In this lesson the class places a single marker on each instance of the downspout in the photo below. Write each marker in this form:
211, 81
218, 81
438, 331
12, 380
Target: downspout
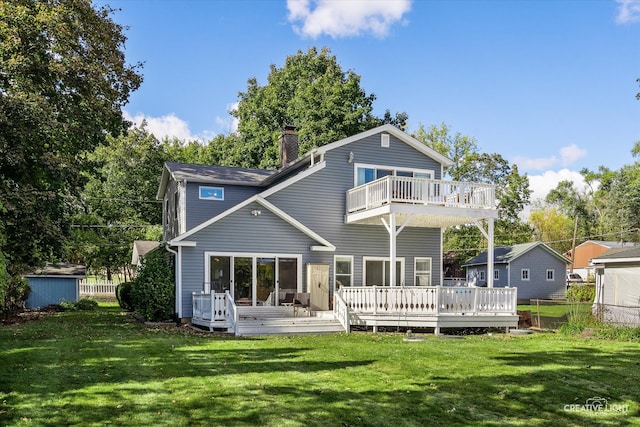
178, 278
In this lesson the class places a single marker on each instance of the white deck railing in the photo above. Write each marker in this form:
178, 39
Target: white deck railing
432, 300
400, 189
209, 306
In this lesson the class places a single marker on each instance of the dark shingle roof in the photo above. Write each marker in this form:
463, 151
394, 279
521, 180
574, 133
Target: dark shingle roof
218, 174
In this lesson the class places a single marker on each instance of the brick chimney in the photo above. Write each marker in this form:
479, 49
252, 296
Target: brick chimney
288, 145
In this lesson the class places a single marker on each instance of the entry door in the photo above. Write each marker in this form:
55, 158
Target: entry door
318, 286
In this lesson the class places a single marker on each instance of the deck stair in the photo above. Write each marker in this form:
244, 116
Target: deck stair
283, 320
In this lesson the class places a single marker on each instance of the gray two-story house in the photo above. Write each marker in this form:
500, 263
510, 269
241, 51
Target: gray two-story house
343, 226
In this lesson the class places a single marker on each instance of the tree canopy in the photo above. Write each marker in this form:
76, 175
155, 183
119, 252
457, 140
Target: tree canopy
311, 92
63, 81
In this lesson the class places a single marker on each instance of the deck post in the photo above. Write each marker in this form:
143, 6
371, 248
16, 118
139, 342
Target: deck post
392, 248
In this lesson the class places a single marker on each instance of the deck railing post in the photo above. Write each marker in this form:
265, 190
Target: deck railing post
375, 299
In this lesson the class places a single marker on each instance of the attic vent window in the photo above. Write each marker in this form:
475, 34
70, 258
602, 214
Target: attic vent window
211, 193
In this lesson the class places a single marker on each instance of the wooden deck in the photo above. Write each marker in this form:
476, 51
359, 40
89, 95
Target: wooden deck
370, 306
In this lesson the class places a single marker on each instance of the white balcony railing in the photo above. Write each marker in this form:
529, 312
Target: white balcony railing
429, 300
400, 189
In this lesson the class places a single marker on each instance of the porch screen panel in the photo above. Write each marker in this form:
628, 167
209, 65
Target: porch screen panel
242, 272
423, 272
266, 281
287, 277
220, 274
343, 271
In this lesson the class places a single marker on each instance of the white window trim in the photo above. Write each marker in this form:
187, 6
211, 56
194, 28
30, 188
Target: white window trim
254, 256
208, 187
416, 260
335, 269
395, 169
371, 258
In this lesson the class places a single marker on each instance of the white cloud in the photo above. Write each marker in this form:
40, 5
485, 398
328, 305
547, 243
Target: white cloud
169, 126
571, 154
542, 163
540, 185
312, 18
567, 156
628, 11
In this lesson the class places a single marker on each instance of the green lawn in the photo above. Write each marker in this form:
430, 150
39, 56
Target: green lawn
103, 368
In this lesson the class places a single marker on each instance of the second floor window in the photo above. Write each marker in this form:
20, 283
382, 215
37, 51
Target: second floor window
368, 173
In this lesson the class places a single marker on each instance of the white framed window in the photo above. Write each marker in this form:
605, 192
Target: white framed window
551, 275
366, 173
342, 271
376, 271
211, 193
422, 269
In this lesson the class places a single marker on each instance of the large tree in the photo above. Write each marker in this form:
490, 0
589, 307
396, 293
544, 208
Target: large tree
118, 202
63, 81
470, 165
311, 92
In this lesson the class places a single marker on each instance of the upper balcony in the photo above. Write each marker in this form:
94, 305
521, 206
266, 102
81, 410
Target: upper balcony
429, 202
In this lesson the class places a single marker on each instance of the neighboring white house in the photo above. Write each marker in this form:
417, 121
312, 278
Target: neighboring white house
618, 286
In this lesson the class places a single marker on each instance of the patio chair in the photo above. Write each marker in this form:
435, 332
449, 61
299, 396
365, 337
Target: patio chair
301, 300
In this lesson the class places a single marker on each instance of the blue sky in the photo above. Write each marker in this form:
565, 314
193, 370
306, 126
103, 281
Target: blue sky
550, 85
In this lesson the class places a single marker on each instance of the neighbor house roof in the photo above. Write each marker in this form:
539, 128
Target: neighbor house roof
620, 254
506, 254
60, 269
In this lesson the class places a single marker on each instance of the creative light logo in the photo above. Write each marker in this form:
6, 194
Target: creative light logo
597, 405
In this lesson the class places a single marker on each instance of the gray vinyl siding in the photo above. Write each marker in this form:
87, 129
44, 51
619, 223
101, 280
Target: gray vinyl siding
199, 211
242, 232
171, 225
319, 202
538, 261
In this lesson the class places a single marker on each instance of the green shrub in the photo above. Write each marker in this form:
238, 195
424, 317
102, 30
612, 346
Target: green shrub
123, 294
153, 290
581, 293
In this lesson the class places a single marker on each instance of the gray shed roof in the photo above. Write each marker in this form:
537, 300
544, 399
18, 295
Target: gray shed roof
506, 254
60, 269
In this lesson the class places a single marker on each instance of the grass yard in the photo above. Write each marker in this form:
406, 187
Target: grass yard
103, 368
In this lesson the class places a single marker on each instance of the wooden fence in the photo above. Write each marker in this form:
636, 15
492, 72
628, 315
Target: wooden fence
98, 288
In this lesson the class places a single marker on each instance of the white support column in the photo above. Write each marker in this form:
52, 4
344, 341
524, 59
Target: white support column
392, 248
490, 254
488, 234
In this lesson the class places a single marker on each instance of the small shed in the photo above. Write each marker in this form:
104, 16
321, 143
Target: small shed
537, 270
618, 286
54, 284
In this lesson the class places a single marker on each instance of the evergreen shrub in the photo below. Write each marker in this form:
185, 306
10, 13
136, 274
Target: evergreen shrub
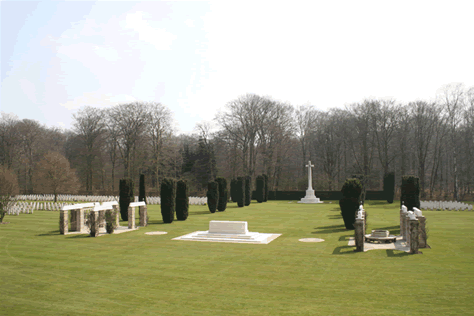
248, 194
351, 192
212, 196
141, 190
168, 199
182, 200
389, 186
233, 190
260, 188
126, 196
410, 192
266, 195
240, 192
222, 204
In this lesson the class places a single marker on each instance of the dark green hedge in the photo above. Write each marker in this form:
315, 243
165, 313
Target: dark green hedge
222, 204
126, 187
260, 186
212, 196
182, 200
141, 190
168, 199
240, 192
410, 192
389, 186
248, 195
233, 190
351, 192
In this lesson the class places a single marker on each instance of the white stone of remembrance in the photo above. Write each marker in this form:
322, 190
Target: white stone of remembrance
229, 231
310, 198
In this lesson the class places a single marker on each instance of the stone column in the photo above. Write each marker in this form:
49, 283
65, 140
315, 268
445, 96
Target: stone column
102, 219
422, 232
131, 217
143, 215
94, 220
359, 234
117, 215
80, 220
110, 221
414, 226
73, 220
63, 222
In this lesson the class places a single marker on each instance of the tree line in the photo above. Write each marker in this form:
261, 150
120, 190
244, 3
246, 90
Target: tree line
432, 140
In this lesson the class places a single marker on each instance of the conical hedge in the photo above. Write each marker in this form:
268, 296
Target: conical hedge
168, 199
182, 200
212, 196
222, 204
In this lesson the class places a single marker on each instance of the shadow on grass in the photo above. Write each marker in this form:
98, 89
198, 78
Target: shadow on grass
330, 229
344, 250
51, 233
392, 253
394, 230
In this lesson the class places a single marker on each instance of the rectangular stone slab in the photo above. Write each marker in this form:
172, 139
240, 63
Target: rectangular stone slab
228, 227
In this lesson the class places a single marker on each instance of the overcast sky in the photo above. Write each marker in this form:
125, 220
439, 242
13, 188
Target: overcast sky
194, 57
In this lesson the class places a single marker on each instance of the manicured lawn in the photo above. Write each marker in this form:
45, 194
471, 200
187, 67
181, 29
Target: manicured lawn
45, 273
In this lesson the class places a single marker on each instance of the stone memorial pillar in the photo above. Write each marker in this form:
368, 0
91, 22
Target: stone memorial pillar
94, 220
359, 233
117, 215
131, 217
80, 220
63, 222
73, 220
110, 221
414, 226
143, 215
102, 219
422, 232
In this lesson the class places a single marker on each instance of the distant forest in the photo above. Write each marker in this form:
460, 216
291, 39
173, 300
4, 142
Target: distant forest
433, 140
---------------
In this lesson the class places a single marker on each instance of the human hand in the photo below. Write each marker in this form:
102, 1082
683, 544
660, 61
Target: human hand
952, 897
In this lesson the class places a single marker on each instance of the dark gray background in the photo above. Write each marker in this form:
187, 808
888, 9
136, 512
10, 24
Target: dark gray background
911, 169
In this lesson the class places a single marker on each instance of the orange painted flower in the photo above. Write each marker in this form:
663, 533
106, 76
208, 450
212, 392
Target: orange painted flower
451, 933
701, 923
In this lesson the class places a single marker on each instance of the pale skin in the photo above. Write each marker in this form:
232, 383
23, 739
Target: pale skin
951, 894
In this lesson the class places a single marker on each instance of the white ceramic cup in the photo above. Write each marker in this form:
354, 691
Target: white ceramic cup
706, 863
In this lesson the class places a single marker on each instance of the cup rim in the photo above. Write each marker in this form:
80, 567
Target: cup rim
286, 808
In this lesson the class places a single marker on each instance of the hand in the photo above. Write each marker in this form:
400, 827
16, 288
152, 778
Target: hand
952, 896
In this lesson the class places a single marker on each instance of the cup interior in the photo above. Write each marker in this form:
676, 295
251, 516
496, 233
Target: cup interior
---------------
**INSTRUCTIONS FOR THE TASK**
Collect each line of the entries that has the word "below", copying it in full.

**EXERCISE OUTPUT**
In this lesson the class places a single marker on each instance of the downspout in the photo below. Write each marker in this form:
In this lesson the class places a single marker on each instance of the evergreen shrub in the photo below. Write each marker in this form:
In this lesson the class places a single marker on each instance of the human hand in the photo below. Write each marker in this form:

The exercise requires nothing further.